- PROBLEM DESCRIPTION
Copy out every line below word for word, leaving out the pictures.

- SUPPLIED DATA
◇ ◇ ◇ ◇ ◇ ◇ ◇

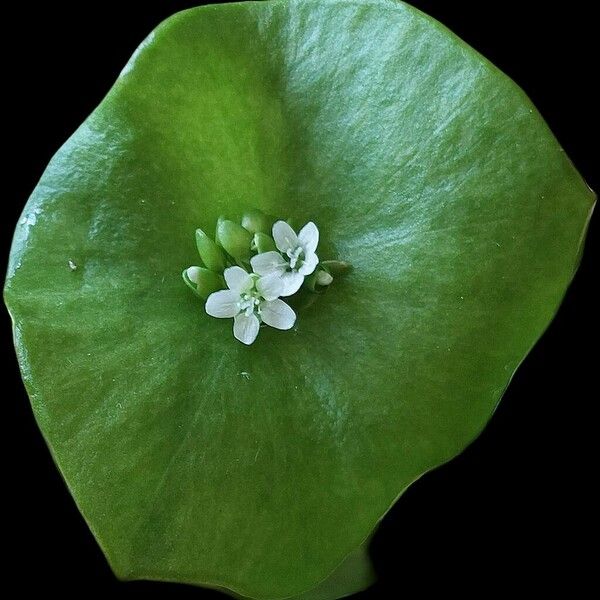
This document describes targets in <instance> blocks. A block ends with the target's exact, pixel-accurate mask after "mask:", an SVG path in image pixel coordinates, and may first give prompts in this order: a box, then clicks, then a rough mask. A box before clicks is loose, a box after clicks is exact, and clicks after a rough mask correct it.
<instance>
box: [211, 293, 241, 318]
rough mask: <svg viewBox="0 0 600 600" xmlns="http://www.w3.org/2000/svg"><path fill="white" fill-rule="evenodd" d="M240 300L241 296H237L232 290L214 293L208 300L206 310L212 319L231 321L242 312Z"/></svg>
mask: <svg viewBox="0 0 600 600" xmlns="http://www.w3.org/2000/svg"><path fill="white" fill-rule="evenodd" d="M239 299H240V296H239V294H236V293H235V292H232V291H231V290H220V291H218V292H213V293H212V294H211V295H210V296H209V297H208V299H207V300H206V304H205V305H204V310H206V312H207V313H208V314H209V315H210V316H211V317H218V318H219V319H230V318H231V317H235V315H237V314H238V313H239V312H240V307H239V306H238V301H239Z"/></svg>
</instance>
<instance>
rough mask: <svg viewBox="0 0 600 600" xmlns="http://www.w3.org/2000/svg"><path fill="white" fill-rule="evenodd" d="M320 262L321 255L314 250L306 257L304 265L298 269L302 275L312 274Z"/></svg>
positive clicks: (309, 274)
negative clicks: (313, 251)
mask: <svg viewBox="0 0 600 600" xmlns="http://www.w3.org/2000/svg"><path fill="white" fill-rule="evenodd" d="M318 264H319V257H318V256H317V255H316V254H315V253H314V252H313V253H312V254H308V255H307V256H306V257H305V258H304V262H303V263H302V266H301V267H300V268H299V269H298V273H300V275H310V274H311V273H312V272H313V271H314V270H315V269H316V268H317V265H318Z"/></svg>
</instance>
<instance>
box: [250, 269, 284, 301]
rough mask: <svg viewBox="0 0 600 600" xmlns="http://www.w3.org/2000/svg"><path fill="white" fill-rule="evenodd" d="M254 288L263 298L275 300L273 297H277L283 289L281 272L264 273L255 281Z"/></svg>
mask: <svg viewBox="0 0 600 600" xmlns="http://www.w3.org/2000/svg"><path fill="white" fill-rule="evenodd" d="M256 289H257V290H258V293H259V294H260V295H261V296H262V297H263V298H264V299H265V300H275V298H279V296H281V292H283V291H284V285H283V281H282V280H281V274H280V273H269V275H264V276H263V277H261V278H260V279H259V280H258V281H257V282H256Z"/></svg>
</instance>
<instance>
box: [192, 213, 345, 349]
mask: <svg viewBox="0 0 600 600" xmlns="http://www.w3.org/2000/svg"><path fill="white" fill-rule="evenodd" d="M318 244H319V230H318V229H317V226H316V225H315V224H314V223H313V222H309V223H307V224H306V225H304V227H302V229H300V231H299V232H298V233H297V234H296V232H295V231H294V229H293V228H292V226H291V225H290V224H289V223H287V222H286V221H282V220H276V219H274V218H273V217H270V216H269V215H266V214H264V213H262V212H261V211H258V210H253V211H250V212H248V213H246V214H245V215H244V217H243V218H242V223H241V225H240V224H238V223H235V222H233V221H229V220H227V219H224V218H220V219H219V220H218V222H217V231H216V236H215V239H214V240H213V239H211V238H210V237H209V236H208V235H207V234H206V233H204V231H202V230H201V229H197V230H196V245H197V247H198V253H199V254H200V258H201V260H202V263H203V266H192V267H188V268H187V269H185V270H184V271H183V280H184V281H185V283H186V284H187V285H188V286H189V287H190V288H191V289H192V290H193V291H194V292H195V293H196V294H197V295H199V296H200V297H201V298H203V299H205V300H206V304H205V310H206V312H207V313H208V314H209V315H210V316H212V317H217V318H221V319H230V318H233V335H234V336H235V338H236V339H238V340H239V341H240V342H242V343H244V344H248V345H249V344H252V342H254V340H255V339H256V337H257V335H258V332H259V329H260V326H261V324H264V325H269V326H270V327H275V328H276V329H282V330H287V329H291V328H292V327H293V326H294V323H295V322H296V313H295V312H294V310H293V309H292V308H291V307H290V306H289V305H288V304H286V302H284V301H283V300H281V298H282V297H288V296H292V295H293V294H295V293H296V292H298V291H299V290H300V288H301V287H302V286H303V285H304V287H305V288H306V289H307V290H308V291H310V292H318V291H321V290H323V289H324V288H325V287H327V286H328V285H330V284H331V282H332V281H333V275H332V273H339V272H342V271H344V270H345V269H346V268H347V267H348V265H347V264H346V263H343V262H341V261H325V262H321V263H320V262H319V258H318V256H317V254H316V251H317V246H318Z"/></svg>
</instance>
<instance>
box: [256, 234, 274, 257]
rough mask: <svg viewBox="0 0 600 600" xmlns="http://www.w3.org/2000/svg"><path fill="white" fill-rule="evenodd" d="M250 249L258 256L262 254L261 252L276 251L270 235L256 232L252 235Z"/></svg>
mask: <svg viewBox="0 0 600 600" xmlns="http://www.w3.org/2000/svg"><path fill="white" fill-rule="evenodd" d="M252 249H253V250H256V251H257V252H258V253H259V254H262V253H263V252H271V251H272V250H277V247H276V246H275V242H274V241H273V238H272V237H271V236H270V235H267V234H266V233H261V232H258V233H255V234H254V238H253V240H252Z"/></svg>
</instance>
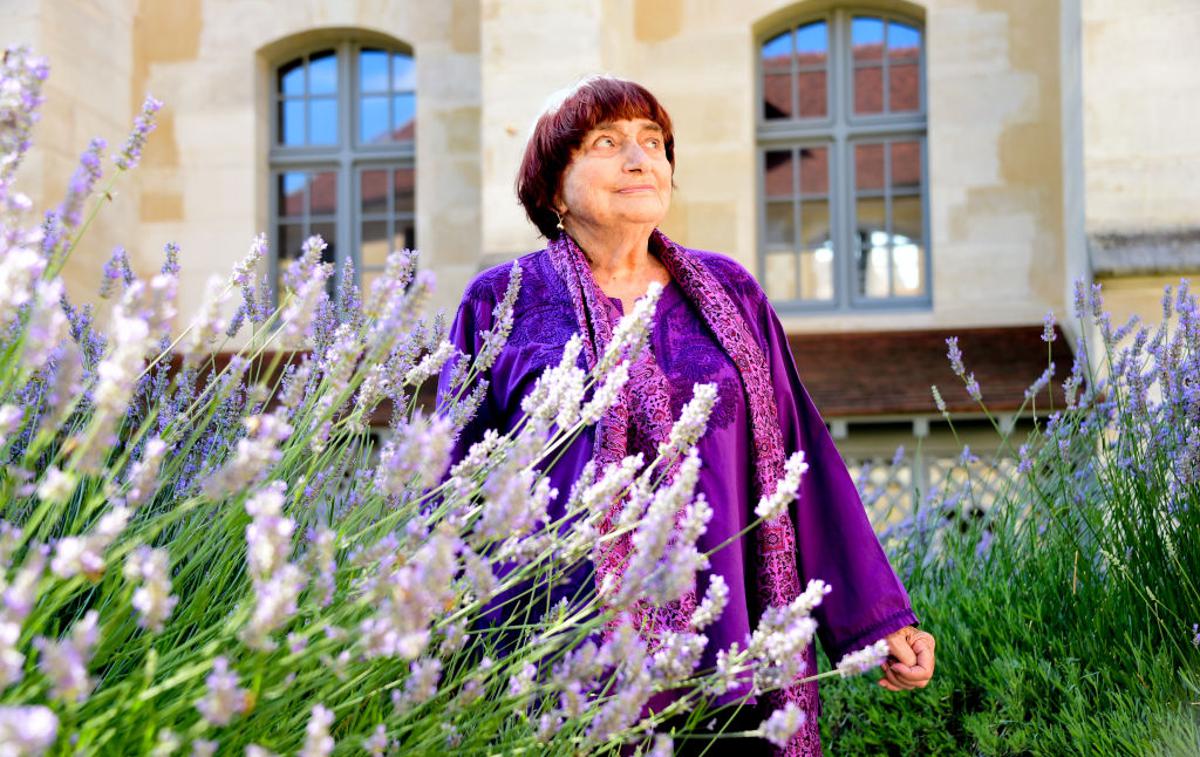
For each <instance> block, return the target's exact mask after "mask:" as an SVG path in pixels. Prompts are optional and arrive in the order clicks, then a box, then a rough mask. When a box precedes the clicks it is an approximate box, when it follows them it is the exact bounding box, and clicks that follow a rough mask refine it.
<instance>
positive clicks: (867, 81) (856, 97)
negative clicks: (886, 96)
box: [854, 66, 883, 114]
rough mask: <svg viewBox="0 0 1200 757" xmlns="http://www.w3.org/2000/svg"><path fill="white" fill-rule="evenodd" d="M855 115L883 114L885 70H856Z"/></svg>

◇ ◇ ◇ ◇ ◇ ◇ ◇

- RESULT FOR THIS EXERCISE
This document describes targets in <instance> blocks. A block ends with the target's exact, pixel-accurate mask after "mask:", an SVG path in image pixel coordinates, and may first give prompts in this order: a box, then clicks, then a rough mask. A box before clicks is loose, a box after clicks is exact, and clicks after a rough mask correct it.
<instance>
box: [211, 293, 241, 318]
rough mask: <svg viewBox="0 0 600 600" xmlns="http://www.w3.org/2000/svg"><path fill="white" fill-rule="evenodd" d="M240 300L241 296H237L232 290L214 293L208 300L206 310L212 319L231 321L242 312Z"/></svg>
mask: <svg viewBox="0 0 600 600" xmlns="http://www.w3.org/2000/svg"><path fill="white" fill-rule="evenodd" d="M239 299H240V296H239V294H236V293H235V292H232V291H231V290H220V291H218V292H213V293H212V294H211V295H210V296H209V297H208V299H207V300H206V304H205V305H204V310H206V312H207V313H208V314H209V315H210V316H211V317H218V318H219V319H230V318H231V317H235V315H237V314H238V313H239V312H240V307H239V306H238V301H239Z"/></svg>
</instance>
<instance>
rough mask: <svg viewBox="0 0 600 600" xmlns="http://www.w3.org/2000/svg"><path fill="white" fill-rule="evenodd" d="M320 262L321 255L314 250L306 257L304 265L298 269L302 275L312 274Z"/></svg>
positive clicks: (309, 274)
negative clicks: (313, 251)
mask: <svg viewBox="0 0 600 600" xmlns="http://www.w3.org/2000/svg"><path fill="white" fill-rule="evenodd" d="M318 264H319V257H318V256H317V255H316V254H315V253H314V252H313V253H312V254H308V255H307V256H306V257H305V258H304V262H303V263H302V266H301V267H300V268H299V269H298V273H300V275H310V274H311V273H312V272H313V271H314V270H315V269H316V268H317V265H318Z"/></svg>
</instance>
<instance>
box: [250, 269, 284, 301]
rough mask: <svg viewBox="0 0 600 600" xmlns="http://www.w3.org/2000/svg"><path fill="white" fill-rule="evenodd" d="M254 288L263 298L275 300L273 297H277L283 289L281 272L264 273L255 281Z"/></svg>
mask: <svg viewBox="0 0 600 600" xmlns="http://www.w3.org/2000/svg"><path fill="white" fill-rule="evenodd" d="M256 289H257V290H258V293H259V294H260V295H261V296H262V297H263V298H264V299H265V300H275V298H279V296H281V292H283V291H284V285H283V281H282V280H281V274H280V273H269V275H264V276H263V277H261V278H260V279H259V280H258V281H257V282H256Z"/></svg>
</instance>
<instance>
box: [192, 213, 345, 349]
mask: <svg viewBox="0 0 600 600" xmlns="http://www.w3.org/2000/svg"><path fill="white" fill-rule="evenodd" d="M318 244H319V230H318V229H317V226H316V225H315V224H314V223H313V222H309V223H307V224H306V225H304V227H302V229H300V231H299V232H298V233H297V234H296V232H295V231H294V229H293V228H292V226H291V225H290V224H289V223H287V222H286V221H282V220H276V219H274V218H273V217H270V216H269V215H266V214H264V213H262V212H261V211H258V210H253V211H250V212H248V213H246V214H245V215H244V217H243V218H242V223H241V225H240V224H238V223H235V222H233V221H229V220H227V219H224V218H220V219H219V220H218V222H217V231H216V236H215V239H214V240H213V239H211V238H210V237H209V236H208V235H207V234H206V233H204V231H202V230H201V229H197V230H196V245H197V247H198V253H199V254H200V258H201V260H202V263H203V266H192V267H188V268H187V269H185V270H184V271H183V280H184V281H185V283H186V284H187V285H188V286H189V287H190V288H191V289H192V290H193V291H194V292H195V293H196V294H197V295H199V296H200V297H201V298H203V299H205V300H206V304H205V310H206V312H207V313H208V314H209V315H210V316H212V317H217V318H221V319H230V318H233V335H234V336H235V338H236V339H238V340H239V341H240V342H242V343H244V344H248V345H249V344H252V342H254V340H255V339H256V337H257V335H258V332H259V329H260V326H261V324H264V325H269V326H270V327H275V328H276V329H282V330H287V329H291V328H292V327H293V326H294V323H295V322H296V313H295V312H294V310H293V309H292V308H291V307H290V306H289V305H288V304H286V302H284V301H283V300H281V298H282V297H288V296H292V295H293V294H295V293H296V292H298V291H299V290H300V288H301V287H302V286H303V285H304V287H305V288H306V289H307V290H308V291H310V292H318V291H321V290H323V289H324V288H325V287H327V286H328V285H330V284H331V282H332V281H333V275H332V273H339V272H342V271H344V270H345V269H346V268H347V267H348V265H347V264H346V263H343V262H341V261H325V262H321V263H320V262H319V258H318V256H317V254H316V251H317V246H318Z"/></svg>
</instance>
<instance>
box: [256, 234, 274, 257]
rough mask: <svg viewBox="0 0 600 600" xmlns="http://www.w3.org/2000/svg"><path fill="white" fill-rule="evenodd" d="M250 249L258 256L262 254L261 252L276 251L270 235L256 232L252 235Z"/></svg>
mask: <svg viewBox="0 0 600 600" xmlns="http://www.w3.org/2000/svg"><path fill="white" fill-rule="evenodd" d="M252 249H253V250H256V251H257V252H258V253H259V254H262V253H263V252H271V251H272V250H277V247H276V246H275V242H274V241H273V238H272V237H271V236H270V235H267V234H266V233H261V232H258V233H255V234H254V238H253V240H252Z"/></svg>
</instance>
For each <instance> block, return the target's exact mask after "mask:" as an SVG path in pixels. Prompts are optional and arrive in the order clicks, then a box, then a rough mask. When a box precedes the clicks it is an approximate box, when it follows them it is the exact bounding box, and clicks that follow a rough mask refine it.
<instance>
positive clicks: (867, 81) (856, 97)
negative clicks: (886, 96)
box: [854, 66, 883, 114]
rough mask: <svg viewBox="0 0 1200 757" xmlns="http://www.w3.org/2000/svg"><path fill="white" fill-rule="evenodd" d="M855 115L883 114L885 70H856Z"/></svg>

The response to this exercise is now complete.